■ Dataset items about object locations
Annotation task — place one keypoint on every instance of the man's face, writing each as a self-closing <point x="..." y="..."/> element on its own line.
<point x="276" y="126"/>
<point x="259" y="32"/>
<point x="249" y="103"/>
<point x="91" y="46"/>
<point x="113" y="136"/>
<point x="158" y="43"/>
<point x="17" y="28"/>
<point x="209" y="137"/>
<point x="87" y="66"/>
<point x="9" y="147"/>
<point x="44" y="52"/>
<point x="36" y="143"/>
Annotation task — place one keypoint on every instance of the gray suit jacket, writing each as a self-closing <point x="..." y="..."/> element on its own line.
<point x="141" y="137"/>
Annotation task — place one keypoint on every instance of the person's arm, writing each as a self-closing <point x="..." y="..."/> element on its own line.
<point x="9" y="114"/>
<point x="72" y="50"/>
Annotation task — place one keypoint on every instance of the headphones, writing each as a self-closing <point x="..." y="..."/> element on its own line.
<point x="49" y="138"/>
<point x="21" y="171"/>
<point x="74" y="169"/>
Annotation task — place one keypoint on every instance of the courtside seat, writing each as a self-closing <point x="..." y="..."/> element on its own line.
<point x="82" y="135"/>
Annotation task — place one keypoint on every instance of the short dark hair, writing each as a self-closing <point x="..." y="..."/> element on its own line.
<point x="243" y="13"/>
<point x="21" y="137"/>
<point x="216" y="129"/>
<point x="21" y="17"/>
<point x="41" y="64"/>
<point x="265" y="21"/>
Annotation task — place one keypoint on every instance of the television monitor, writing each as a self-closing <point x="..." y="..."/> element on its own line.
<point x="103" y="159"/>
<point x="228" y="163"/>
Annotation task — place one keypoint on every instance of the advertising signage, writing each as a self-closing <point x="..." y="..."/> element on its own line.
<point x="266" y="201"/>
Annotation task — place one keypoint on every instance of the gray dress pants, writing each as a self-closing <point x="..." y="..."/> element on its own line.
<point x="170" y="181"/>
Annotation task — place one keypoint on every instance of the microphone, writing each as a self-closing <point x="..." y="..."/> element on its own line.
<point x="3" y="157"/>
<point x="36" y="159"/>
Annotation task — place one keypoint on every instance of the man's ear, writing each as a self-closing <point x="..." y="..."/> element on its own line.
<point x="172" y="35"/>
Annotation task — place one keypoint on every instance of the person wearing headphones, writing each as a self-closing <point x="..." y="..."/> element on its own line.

■ What is required
Reproduce the stretch from the line containing "of the advertising" through the end of the items, requests included. Shift every x and y coordinate in the answers by -83.

■ Written solution
Annotation task — place one keypoint on every instance of the advertising signage, writing each as a self-closing <point x="..." y="..."/> element on its own line.
<point x="183" y="118"/>
Annotation task — place one keypoint on every instance of the gray dress pants, writing each as a self-closing <point x="..." y="..."/> element on its own line.
<point x="87" y="98"/>
Annotation task — place one keypoint on every instance of the microphone, writing each as a self-closing <point x="..." y="..."/> element on its own line.
<point x="-80" y="74"/>
<point x="-47" y="76"/>
Annotation task — place one keypoint on every instance of the man's ear, writing each as a self-closing <point x="..." y="..."/> element on its own line.
<point x="89" y="-48"/>
Annotation task — place one keypoint on every instance of the person wearing headphones, writing each as a self-closing <point x="..." y="..."/> element on its own line.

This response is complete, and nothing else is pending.